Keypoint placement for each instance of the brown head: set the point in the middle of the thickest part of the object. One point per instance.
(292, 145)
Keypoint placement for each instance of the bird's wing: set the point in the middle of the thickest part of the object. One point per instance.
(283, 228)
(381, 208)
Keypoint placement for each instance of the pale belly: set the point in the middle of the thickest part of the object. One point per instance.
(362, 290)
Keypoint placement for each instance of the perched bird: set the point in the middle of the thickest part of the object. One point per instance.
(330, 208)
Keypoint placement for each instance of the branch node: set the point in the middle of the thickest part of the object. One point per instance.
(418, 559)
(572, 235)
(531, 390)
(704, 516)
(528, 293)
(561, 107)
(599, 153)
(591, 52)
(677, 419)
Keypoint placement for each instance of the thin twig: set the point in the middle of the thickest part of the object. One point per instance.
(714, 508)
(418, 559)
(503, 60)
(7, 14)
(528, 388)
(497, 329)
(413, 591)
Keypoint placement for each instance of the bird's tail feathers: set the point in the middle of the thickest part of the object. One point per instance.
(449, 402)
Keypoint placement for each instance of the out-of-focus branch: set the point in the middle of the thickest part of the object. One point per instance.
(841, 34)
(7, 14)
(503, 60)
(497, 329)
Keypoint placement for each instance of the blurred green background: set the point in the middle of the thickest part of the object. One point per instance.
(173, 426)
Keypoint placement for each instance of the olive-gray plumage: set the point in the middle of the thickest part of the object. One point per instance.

**Given task**
Transcribe, word for word, every line from the one containing "Keypoint placement for each instance of the bird's tail" through the final line of the entries, and nothing else.

**Exercise solution**
Keypoint placement for each instance of the bird's tail feathers: set the point in the middle of the thickest part of the object. One point per instance.
(449, 402)
Keypoint placement for each instance of the out-of-focus branch: set the point in the middle of the thickest part of the object. One point per instance.
(841, 34)
(7, 14)
(503, 60)
(497, 329)
Keypoint placement for each instance of the blurred green background: set the point in the middle of the thickest part of the object. One point per instance.
(173, 426)
Keypoint placement for each instance of the olive-gray plumage: set the point in the middle of the thickest part of the object. One point per instance.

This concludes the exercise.